— Activity list —
1) According to the CytoCatch liquid biopsy passage, what capture efficiency does the CytoCatch capture approach achieve?
2) Print the stretch of the CytoCatch liquid biopsy passage from "1. Basic Research" through "of the industry.", word for word.
Passage provided Start Marker
Alejandro Abarca Blanco
Cytocatch CTC Liquid Biopsy
In collaboration with Delee Corp, I was responsible for assembling a multidisciplinary team of engineers to create a medical device capable of detecting Circulating Tumor Cells or CTCs. These cells are responsible for cancer metastasis in the body as they travel through the bloodstream. It is known that 90% of cancer deaths are due to metastasis in patients; therefore, understanding how and when these cells move through the body can help us not only diagnose the disease but also understand the progression of any treatment in a non-invasive manner.
1. Basic Research
The capture approach employed by the CytoCatch™ was developed by M.Sc. J. Yee de León and myself, and it is based on the differences in size and deformability between blood cells and CTCs. This allows the capture of CTCs whose epithelial phenotype is downregulated, in comparison to technologies that rely on specific antigen-antibody interactions, giving a 96% capture efficiency, far better than the 42% gold standard of the industry.
For further technical information of the scientific principles, please read:
2. Planning & Prototyping
In the initial stages we commenced with a comprehensive literature review and a series of in-depth consultations with medical pathologists, gaining insight into the challenges they faced in their daily practices. With this feedback, we proceeded to a conceptual design phase, using CAD tools and software simulations to visualize and test preliminary ideas. Following the ideation phase, we conducted material selection, emphasizing biocompatibility, ease of use and durability. Rapid prototyping methods, including 3D printing, laser cutting and CNC machining, were employed to bring our initial designs to tangible life. Each prototype underwent a rigorous iterative process of testing and refinement based on both bench testing and user feedback. Simultaneously, we remained vigilant about regulatory guidelines and quality standards to ensure that our developments were compliant from the very inception.
3. Intellectual Property
Throughout our medical device development journey, safeguarding our intellectual property (IP) was of paramount importance. Early in the concept phase, we undertook a thorough patent landscape analysis to ensure our innovations didn't infringe upon existing patents, while also identifying unique aspects of our device for potential patenting. As we refined our designs, we liaised with IP attorneys to file provisional patents, subsequently leading to full patent applications, trademarks, and copyrights as relevant.
Passage provided End Marker
Supplied information Start Marker
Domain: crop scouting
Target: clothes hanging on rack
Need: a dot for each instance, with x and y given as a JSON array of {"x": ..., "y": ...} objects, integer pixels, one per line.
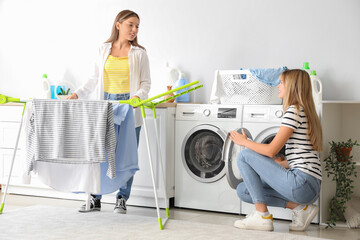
[
  {"x": 71, "y": 132},
  {"x": 126, "y": 155},
  {"x": 92, "y": 177}
]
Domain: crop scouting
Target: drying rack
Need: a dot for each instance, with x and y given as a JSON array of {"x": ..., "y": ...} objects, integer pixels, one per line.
[{"x": 134, "y": 102}]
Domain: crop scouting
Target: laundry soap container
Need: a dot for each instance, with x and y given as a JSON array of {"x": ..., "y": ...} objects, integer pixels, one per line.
[
  {"x": 46, "y": 88},
  {"x": 306, "y": 67},
  {"x": 179, "y": 83},
  {"x": 316, "y": 86}
]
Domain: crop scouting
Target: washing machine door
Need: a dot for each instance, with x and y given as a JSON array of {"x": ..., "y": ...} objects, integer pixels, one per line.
[
  {"x": 202, "y": 153},
  {"x": 230, "y": 153}
]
Supplied information End Marker
— Outputs in order —
1) 96%

2)
1. Basic Research
The capture approach employed by the CytoCatch™ was developed by M.Sc. J. Yee de León and myself, and it is based on the differences in size and deformability between blood cells and CTCs. This allows the capture of CTCs whose epithelial phenotype is downregulated, in comparison to technologies that rely on specific antigen-antibody interactions, giving a 96% capture efficiency, far better than the 42% gold standard of the industry.